Work to do:
Could you rewrite the records below as a JSON list of strings, one string per line, with blank lines and the pictures left out?
══ Stored data
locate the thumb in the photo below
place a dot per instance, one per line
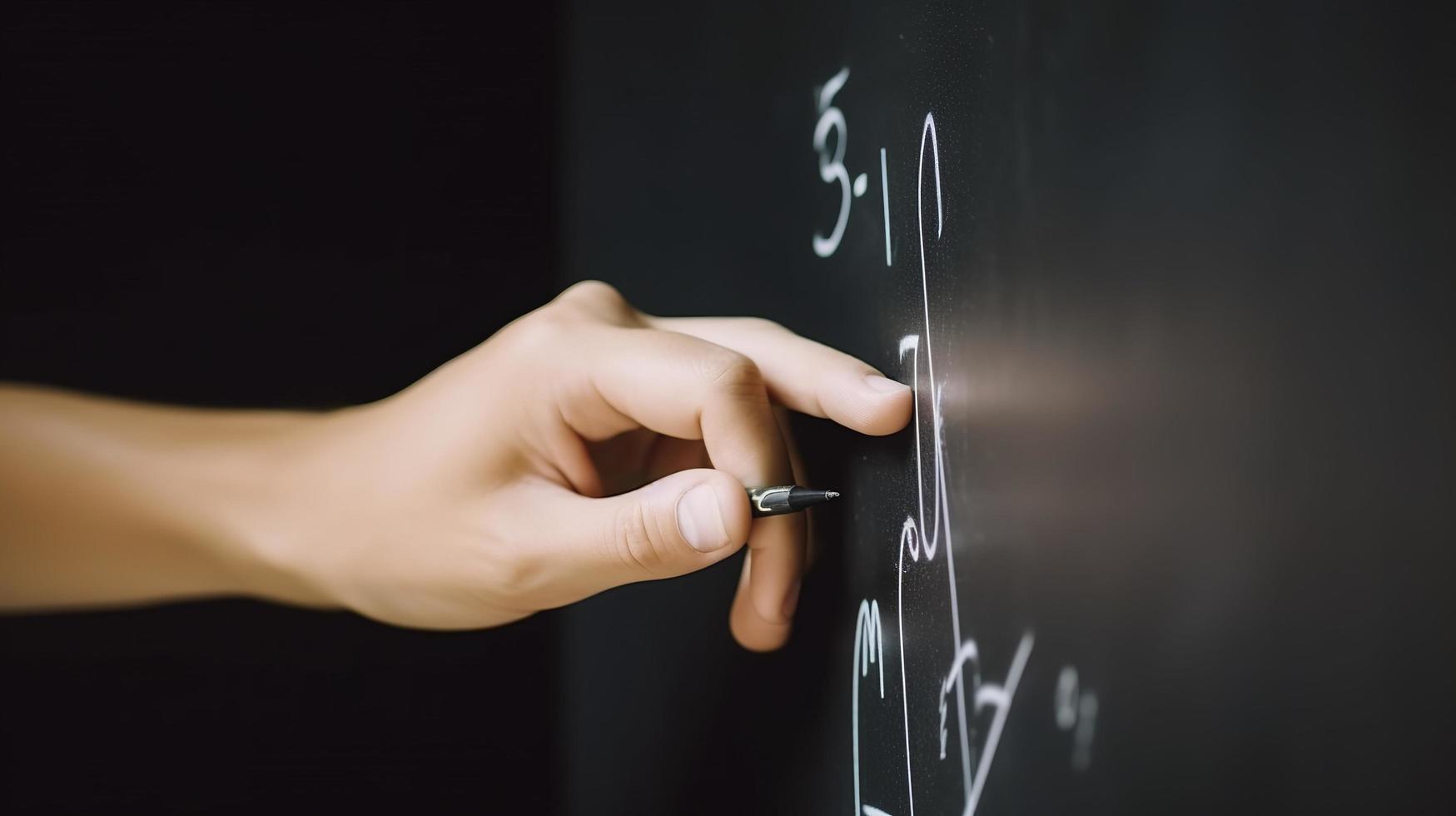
(676, 525)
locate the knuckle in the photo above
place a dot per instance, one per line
(594, 301)
(514, 576)
(538, 331)
(760, 326)
(731, 371)
(593, 291)
(638, 541)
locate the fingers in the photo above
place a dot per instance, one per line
(689, 388)
(807, 376)
(676, 525)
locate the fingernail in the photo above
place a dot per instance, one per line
(701, 520)
(884, 385)
(791, 600)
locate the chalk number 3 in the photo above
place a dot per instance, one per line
(832, 167)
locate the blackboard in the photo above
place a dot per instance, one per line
(1171, 530)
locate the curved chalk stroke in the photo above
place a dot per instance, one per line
(927, 534)
(870, 647)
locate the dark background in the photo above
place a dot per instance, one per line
(295, 206)
(1191, 309)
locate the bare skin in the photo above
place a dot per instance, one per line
(584, 446)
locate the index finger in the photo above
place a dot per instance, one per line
(807, 376)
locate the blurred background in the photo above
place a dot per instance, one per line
(1193, 311)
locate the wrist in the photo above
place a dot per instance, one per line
(255, 505)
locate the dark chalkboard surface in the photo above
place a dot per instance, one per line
(1172, 283)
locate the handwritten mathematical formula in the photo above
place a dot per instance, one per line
(981, 701)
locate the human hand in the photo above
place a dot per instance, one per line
(584, 446)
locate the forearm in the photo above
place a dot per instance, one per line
(105, 501)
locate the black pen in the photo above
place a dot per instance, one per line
(785, 499)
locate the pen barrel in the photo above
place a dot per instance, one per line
(785, 499)
(771, 500)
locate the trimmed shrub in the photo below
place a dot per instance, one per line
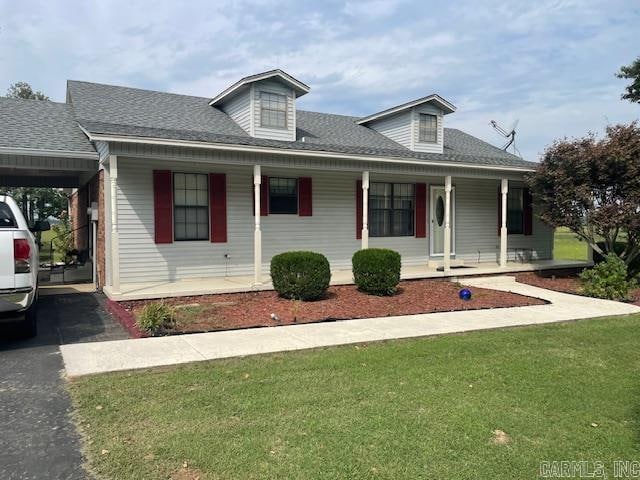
════
Finished task:
[
  "locate the thumb in the photo below",
  "place a dot per instance, one per line",
  "(676, 525)",
  "locate the knuckle in the photo above",
  "place a dot per instance, one per line",
  "(594, 301)",
  "(514, 576)",
  "(538, 331)",
  "(760, 326)",
  "(731, 371)",
  "(593, 291)",
  "(638, 541)",
  "locate the fingers in the photo above",
  "place a dot per instance, one per line",
  "(689, 388)",
  "(807, 376)",
  "(676, 525)",
  "locate the fingernail in the photo above",
  "place a dot per instance, one per line",
  "(701, 520)",
  "(884, 385)",
  "(791, 600)",
  "locate the chalk number 3 in the photo above",
  "place a dot per instance, one per line",
  "(832, 167)",
  "locate the blackboard in the photo above",
  "place a dot per instance, one per line",
  "(1171, 530)",
  "locate the curved chalk stroke in the photo above",
  "place a dot per instance, one per line",
  "(927, 534)",
  "(870, 647)",
  "locate the dark background in the photo above",
  "place a dot per instance, one per line",
  "(295, 206)",
  "(1191, 309)",
  "locate the bare skin in the photo above",
  "place a dot per instance, one per line",
  "(584, 446)",
  "locate the index finger in the photo above",
  "place a dot per instance, one per line",
  "(807, 376)",
  "locate the blurred background in the photo above",
  "place a dot per instance, one per line",
  "(1193, 311)",
  "locate the wrist in the photo above",
  "place a dot per instance, one per line",
  "(255, 505)",
  "locate the dark chalkboard surface in the photo above",
  "place a dot per instance, one per line",
  "(1172, 283)",
  "locate the handwritten mathematical formula in the photo above",
  "place a dot per instance, one per line",
  "(981, 701)",
  "locate the human hand in the photo above",
  "place a dot per instance, one per line",
  "(584, 446)",
  "locate the forearm in the photo above",
  "place a dot per instance, one per line",
  "(105, 501)",
  "locate the black pen in the photo above",
  "place a dot per instance, one per line",
  "(785, 499)",
  "locate the pen barrel in the photo above",
  "place a dot per instance, one per line",
  "(785, 499)",
  "(771, 500)",
  "locate the trimmed shrub in the photo below",
  "place a dot per instance, one per line"
]